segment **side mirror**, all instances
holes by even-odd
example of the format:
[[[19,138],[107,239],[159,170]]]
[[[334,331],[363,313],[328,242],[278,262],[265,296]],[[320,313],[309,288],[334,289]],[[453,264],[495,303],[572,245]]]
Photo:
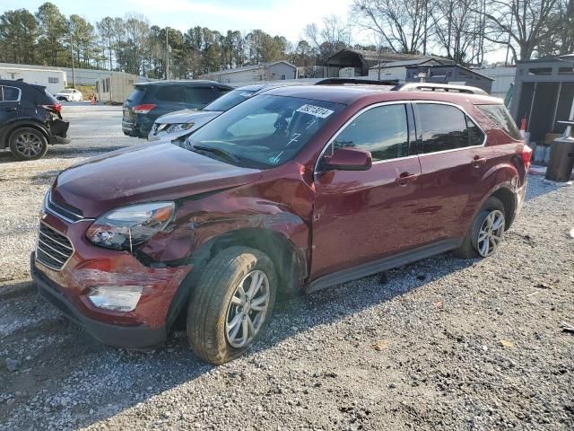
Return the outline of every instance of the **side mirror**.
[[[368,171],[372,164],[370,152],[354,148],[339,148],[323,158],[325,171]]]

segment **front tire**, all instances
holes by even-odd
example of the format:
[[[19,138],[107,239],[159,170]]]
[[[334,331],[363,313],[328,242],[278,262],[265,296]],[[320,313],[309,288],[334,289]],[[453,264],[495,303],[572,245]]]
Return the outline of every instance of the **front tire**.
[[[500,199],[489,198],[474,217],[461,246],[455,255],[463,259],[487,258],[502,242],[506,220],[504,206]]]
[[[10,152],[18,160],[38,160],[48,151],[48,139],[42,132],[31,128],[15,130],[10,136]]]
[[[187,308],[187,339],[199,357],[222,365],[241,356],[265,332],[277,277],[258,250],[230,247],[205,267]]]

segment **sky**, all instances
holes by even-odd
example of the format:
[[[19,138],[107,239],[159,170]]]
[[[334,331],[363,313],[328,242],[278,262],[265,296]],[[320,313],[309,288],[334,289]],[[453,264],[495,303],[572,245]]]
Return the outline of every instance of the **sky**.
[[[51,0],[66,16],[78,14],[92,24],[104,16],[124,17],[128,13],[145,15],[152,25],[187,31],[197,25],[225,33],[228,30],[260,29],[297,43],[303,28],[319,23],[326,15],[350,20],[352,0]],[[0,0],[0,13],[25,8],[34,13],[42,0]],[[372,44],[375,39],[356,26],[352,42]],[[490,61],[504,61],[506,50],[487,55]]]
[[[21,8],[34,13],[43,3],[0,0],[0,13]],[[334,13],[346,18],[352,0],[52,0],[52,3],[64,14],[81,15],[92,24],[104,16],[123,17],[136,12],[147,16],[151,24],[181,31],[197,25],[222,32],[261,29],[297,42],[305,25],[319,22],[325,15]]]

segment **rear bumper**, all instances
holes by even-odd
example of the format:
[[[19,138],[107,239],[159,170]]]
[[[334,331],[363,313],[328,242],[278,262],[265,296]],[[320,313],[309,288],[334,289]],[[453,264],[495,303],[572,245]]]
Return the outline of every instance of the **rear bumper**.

+ + + + +

| What to produce |
Update all of the lines above by changing "holes by even-odd" to "holes by nonzero winding" and keeping everything else the same. Leave the pictures out of your answer.

| Output below |
segment **side mirror**, all instances
holes by nonzero winding
example of the format:
[[[19,138],[107,239],[159,170]]]
[[[334,331],[363,313],[328,242],[278,262],[265,296]],[[320,313],[309,288],[334,289]],[[453,264],[495,303],[572,245]]]
Photo:
Return the outline of every instance of the **side mirror**.
[[[368,171],[372,164],[370,152],[354,148],[339,148],[323,158],[325,171]]]

segment **front tire**, all instances
holes by nonzero winding
example of the format:
[[[19,138],[107,239],[159,170]]]
[[[334,331],[363,313],[328,242],[278,262],[265,296]],[[320,313],[309,288],[334,289]],[[453,264],[495,303],[572,245]]]
Return the outline of every instance of the **front tire**.
[[[500,199],[489,198],[474,217],[461,246],[455,255],[463,259],[487,258],[502,242],[506,220],[504,206]]]
[[[10,152],[18,160],[38,160],[48,151],[48,139],[42,132],[31,128],[15,130],[10,136]]]
[[[187,308],[187,339],[199,357],[222,365],[241,356],[265,332],[277,277],[258,250],[230,247],[205,267]]]

segment **sky**, all instances
holes by nonzero winding
example of the format:
[[[19,138],[107,239],[159,170]]]
[[[334,331],[363,313],[328,242],[278,262],[265,296]],[[320,313],[309,288],[334,289]],[[453,264],[495,303],[572,245]]]
Return the outline of every instance of the **sky**.
[[[51,0],[66,16],[78,14],[92,24],[104,16],[124,17],[128,13],[145,15],[152,25],[187,31],[197,25],[225,33],[228,30],[260,29],[297,43],[303,28],[319,23],[326,15],[350,20],[352,0]],[[0,0],[0,13],[25,8],[34,13],[42,0]],[[372,44],[375,39],[356,26],[352,42]],[[490,61],[504,61],[506,50],[487,55]]]
[[[21,8],[34,13],[43,3],[0,0],[0,13]],[[334,13],[346,18],[352,0],[52,0],[52,3],[64,14],[81,15],[92,24],[104,16],[123,17],[136,12],[147,16],[151,24],[181,31],[197,25],[222,32],[261,29],[297,42],[305,25],[319,22],[325,15]]]

segment **rear bumper**, all instances
holes by nonzero winding
example of the format:
[[[19,138],[107,239],[159,170]]]
[[[334,331],[363,313],[328,242],[278,262],[265,296]],[[320,313],[309,288],[334,289]],[[453,264],[495,303],[572,245]]]
Return the outline of every instance of the **rear bumper**.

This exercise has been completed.